One of many negative tweets about Baker that were deleted after the fact.

This might have been the most negative tweet that survived by Boswell on Baker.

For those who do not remember, September 13th of 2017 was the infamous 116-pitch Max Scherzer game where the term “fatiguing” entered the baseball lexicon. Boswell called BS on it the next day in that tweet. Scherzer was then diagnosed with a leg injury and tried to pitch through it and was not able to pitch until Game 3 of the NLDS, and he took the loss as a reliever in the elimination Game 5 of the NLDS. Bad September decisions by Baker affected the 2016 and 2017 Nats’ postseasons. Who can forget on September 26, 2016 when Wilson Ramos tore his ACL on a rainy night in a meaningless game after the Nats had clinched two days earlier. Why were starters still in that game? The worst case scenario happened as the Nats were without Ramos for the postseason after he had the best season of his career that year batting .307 with an .850 OPS. Key September decisions backfired and impacted the postseason rosters. Again you can’t play those games like they are April games.

Baker led the Nats to two postseasons in two years, but some of the same fatal flaws we saw in his postseason managing like going to his worst reliever first in a key game was just part of it. Last night, Baker had the .088 and struggling Jose Altuve bat first in his batting order. With runners at the corners and one out, Altuve rolled into a tailor-made doubleplay to snuff out one rally. Nats fans remember a struggling Jayson Werth starting every game of the 2017 NLDS while Howie Kendrick rode the bench. Loyalties went far and Werth to this day still has Dusty’s back like several players do. You can’t go to Sammy Solis to blow the save when you have every one of your top relievers available, and that’s what Nats fans debated in Baker’s postseason decisions. Hi Lev situations call for the use of the best you have.

One time Baker was pressed why he played the struggling Danny Espinosa in the NLDS with the Nats, and Baker angrily shot back with an answer that sealed the fate of Espinosa after the season, and sources also told us it did not sit well with Baker’s boss, Mike Rizzo. As Jesse Spector of the Sporting News wrote“In addition to giving his own player the most ringing vote of non-confidence maybe ever, Baker posed a question for which there are multiple viable answers.” Espinosa was traded after the 2016 season. Here was Dusty’s response:

“Well, who else do I have [besides Espinosa to play]?” Baker said before the scheduled Game 2 of the NLDS. “That’s my answer. I mean, you can give me somebody better, then I can play somebody instead of [Espinosa]. You know, certain times, you have certain people on your team, and that’s what you’ve got.”

Roster construction, and lineup construction matters in a postseason game, and certainly some of the blame could have been on Rizzo. Manager Dave Martinez was right, it is the little things, and they are magnified in the postseason by about a factor of 23 as compared to the regular season. One postseason win in a 7-game series is worth about 23 wins in the regular season. Fours wins are equal to 92 wins in the regular season. Four losses are equal to 92 losses.
________
*ACTIVITIES:*
(a) In the commentary on Dusty Baker, why does the writer say four postseason wins equal 92 regular-season wins? Answer in one to three sentences.
(b) In the Baker commentary, what was Wilson Ramos's batting average in the season he tore his ACL?
(c) Copy the part of the Baker commentary from "Baker led the" to "best you have.".
These items have no role in the work.

Point localization data:
________
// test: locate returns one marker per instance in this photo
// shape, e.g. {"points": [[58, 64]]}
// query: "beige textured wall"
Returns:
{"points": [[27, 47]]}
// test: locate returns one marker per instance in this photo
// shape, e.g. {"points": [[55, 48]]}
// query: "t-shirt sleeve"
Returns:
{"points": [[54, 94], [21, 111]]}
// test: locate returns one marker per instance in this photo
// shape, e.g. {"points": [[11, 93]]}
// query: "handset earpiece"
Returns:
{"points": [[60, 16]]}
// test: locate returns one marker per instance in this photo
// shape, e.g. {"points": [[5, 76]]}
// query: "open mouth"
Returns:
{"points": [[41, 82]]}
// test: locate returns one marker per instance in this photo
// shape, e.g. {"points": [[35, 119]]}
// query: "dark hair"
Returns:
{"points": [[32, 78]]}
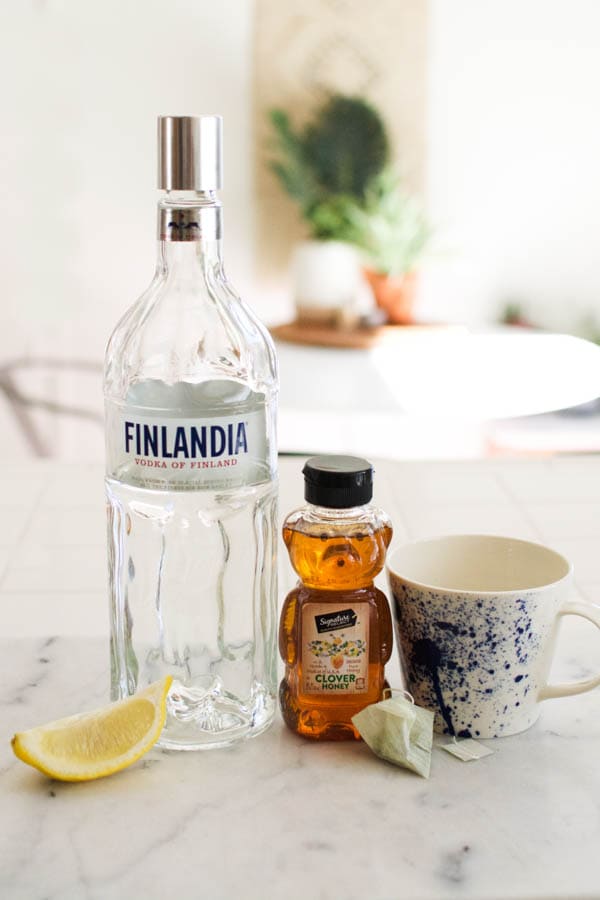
________
*SOLUTION LIST:*
(a) The writer says one postseason win in a seven-game series is worth about 23 regular-season wins. Four postseason wins are therefore equal to 92 regular-season wins.

(b) He batted .307.

(c)
Baker led the Nats to two postseasons in two years, but some of the same fatal flaws we saw in his postseason managing like going to his worst reliever first in a key game was just part of it. Last night, Baker had the .088 and struggling Jose Altuve bat first in his batting order. With runners at the corners and one out, Altuve rolled into a tailor-made doubleplay to snuff out one rally. Nats fans remember a struggling Jayson Werth starting every game of the 2017 NLDS while Howie Kendrick rode the bench. Loyalties went far and Werth to this day still has Dusty’s back like several players do. You can’t go to Sammy Solis to blow the save when you have every one of your top relievers available, and that’s what Nats fans debated in Baker’s postseason decisions. Hi Lev situations call for the use of the best you have.